--- STUDY TEXT ---
*****
Water Harvesting and Recycling Water harvesting should become mandatory for all. To improve the water table, we need to build check dams, develop water sheds, desilt ponds and rivers, clear the inlets and outlets to ponds and water bodies and recharge wells. If our rural areas are made to have operational water bodies, recharging of wells will take place. The task is totally labour intensive and nation wide implementation of this scheme will provide employment for six million persons for more than three or four years.
Bamboo Mission This mission envisages an integrated programme of expansion of plantations of species of the bamboo plant, the scientific management and promotion of community level value addition and entrepreneurship. This will enable presenting raw material for industries and the industry to access and apply modern technology for producing globally competitive, new generation bamboo products.
Converting 'fly ash' as a wealth generator The use of coal for power generation results in an increased quantum of fly ash production, which has reached about 100 million tonnes per year. All out efforts are needed to utilise this fly ash not only from environmental considerations, but also to avoid land usage for fly ash dumping. Fly ash can become a wealth generator by making use of it for producing 'green building' materials, roads, agriculture etc. Full utilisation of the generating stock, will provide employment potential for three hundred thousand people and result in a business volume of over Rs4,000 crore.
Textile Industry India is the third largest producer of cotton in the world. However, compared to the world average of 700kg of seed cotton per acre we produce only 350kg.
*****
--- Dataset items ---
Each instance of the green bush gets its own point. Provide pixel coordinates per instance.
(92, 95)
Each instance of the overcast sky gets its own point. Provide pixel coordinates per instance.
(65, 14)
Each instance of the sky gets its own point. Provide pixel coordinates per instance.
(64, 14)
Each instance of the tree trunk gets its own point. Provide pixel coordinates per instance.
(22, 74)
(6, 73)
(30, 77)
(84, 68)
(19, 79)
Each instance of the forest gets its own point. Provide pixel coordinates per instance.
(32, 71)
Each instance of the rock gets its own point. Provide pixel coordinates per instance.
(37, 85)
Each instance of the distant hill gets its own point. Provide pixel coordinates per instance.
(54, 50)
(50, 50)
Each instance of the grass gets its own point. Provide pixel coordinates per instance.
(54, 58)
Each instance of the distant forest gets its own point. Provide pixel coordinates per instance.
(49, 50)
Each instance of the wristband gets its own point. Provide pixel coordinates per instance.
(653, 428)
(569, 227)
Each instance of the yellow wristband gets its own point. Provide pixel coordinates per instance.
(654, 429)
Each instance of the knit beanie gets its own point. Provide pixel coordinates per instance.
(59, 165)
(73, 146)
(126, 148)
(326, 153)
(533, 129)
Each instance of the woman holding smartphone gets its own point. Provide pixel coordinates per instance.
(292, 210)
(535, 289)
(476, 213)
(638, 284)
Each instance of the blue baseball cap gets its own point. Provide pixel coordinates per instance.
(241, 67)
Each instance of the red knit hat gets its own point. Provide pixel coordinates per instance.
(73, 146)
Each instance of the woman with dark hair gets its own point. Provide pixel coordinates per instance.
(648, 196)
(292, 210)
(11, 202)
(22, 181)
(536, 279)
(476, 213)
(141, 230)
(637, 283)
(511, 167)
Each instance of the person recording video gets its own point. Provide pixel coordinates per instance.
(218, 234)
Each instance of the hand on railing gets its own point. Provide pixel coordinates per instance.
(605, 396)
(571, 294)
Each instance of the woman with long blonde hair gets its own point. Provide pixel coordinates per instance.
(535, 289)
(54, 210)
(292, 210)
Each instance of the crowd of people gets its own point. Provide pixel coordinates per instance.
*****
--- DIRECTIONS ---
1. Please print the stretch of the schemes passage from "Converting 'fly ash'" through "produce only 350kg.".
2. List every step the schemes passage names for improving the water table.
The records aren't needed for any of this.

--- REPLIES ---
1.
Converting 'fly ash' as a wealth generator The use of coal for power generation results in an increased quantum of fly ash production, which has reached about 100 million tonnes per year. All out efforts are needed to utilise this fly ash not only from environmental considerations, but also to avoid land usage for fly ash dumping. Fly ash can become a wealth generator by making use of it for producing 'green building' materials, roads, agriculture etc. Full utilisation of the generating stock, will provide employment potential for three hundred thousand people and result in a business volume of over Rs4,000 crore.
Textile Industry India is the third largest producer of cotton in the world. However, compared to the world average of 700kg of seed cotton per acre we produce only 350kg.

2.
- build check dams
- develop water sheds
- desilt ponds and rivers
- clear the inlets and outlets to ponds and water bodies
- recharge wells